▸ **Assigned task**: Scan the data for "call" and copy the lines it appears in.

▸ **Raw data**:
========

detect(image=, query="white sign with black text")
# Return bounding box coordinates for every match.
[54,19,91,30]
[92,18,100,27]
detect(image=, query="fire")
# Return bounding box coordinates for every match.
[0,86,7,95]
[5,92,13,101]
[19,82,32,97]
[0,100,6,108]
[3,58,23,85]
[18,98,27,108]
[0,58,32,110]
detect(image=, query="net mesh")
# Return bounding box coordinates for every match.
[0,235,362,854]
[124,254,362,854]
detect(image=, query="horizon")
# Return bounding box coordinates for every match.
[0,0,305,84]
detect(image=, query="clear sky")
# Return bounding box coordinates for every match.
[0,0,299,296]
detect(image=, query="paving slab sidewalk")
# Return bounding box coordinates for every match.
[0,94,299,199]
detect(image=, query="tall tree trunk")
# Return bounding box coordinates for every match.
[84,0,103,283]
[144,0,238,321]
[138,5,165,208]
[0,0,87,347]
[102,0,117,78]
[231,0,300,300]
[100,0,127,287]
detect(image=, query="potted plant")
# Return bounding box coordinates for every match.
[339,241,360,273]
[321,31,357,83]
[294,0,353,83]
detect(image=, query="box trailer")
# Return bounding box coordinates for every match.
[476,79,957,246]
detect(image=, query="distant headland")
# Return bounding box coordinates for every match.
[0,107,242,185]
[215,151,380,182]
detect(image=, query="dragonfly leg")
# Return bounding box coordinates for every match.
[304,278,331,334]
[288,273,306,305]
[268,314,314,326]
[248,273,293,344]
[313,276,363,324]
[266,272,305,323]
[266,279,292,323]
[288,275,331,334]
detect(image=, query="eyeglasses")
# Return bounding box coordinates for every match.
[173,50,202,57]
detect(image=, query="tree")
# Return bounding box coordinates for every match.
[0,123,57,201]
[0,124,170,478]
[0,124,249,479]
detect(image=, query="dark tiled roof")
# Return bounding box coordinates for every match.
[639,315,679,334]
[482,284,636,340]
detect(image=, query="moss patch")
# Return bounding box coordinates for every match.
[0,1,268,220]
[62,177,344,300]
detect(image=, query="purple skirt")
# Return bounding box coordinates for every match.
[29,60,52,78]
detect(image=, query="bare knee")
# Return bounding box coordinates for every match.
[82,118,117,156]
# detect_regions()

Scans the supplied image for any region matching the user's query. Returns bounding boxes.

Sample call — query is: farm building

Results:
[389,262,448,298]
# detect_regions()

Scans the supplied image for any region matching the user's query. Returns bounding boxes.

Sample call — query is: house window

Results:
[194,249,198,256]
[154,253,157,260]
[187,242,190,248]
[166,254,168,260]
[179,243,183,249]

========

▸ **Reply**:
Sample call — query is: farm building
Sample call — query is: house window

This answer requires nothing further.